[ENTRIES PROVIDED — start]

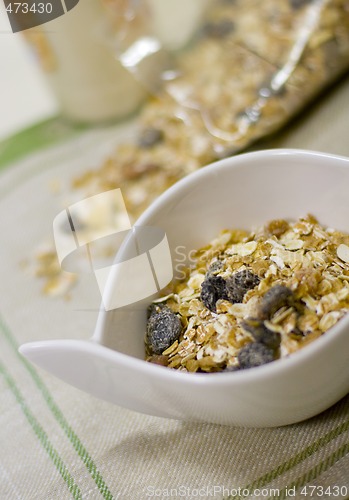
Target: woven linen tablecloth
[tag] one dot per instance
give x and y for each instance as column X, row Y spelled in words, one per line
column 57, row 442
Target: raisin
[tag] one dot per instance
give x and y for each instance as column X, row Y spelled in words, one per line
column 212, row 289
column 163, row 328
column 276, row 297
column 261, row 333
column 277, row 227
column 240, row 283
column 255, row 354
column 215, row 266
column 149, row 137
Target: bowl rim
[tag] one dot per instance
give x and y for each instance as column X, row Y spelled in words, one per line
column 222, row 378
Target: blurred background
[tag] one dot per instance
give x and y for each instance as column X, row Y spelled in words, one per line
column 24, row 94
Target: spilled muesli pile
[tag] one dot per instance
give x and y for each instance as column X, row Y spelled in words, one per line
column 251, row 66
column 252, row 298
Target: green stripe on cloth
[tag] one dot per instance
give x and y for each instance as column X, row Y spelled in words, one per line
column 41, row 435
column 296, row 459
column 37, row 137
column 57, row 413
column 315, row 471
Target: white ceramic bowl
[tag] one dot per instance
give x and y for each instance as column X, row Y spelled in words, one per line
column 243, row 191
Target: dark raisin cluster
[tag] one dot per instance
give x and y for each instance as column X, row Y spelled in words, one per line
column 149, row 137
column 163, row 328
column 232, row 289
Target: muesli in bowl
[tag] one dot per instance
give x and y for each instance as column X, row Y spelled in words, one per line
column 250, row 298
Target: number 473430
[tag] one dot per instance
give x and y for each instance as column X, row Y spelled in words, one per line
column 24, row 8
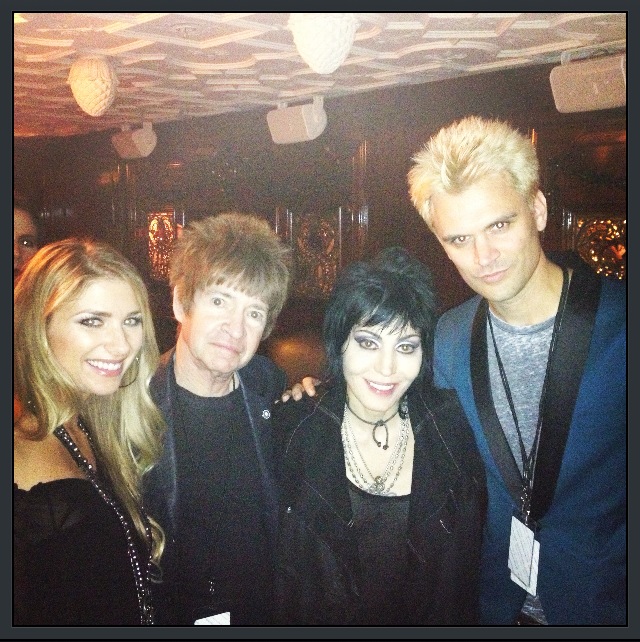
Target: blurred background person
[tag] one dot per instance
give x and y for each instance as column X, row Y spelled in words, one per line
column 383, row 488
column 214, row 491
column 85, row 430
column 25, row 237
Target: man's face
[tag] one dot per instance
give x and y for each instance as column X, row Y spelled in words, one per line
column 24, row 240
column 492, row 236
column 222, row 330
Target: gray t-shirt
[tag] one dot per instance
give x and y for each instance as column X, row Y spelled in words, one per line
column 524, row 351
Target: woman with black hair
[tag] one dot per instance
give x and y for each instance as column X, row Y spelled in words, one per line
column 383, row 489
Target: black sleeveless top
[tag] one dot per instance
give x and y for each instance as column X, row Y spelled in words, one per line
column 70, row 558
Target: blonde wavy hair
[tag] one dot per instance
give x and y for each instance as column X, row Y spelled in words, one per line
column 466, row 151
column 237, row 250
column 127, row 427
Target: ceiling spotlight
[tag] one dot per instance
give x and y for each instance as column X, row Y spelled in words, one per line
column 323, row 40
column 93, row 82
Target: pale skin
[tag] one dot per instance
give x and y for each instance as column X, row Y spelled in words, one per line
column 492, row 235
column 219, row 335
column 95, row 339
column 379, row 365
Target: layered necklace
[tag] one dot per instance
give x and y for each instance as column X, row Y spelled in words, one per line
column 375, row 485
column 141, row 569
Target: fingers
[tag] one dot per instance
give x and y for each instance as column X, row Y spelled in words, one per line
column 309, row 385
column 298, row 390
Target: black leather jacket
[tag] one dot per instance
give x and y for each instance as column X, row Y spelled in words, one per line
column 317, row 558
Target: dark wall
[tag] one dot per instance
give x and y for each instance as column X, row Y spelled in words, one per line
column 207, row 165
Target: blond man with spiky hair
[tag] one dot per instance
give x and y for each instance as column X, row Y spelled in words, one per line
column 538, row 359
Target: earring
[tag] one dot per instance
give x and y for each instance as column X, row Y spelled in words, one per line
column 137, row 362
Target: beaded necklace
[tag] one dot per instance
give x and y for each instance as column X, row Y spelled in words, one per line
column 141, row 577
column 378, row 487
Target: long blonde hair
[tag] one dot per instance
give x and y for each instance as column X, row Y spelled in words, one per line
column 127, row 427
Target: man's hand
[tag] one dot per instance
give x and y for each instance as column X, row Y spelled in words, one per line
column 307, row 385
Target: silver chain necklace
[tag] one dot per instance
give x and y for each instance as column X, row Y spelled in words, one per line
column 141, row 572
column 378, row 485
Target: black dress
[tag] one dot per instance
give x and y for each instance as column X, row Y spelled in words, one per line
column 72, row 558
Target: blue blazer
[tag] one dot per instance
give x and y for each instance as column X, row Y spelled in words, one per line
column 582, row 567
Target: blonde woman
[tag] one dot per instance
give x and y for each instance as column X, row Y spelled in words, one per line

[ENTRIES PROVIDED — finish]

WHAT YOU NEED TO DO: Give a single number: the count of lines above that include the word "hair".

TASK ANSWER: 4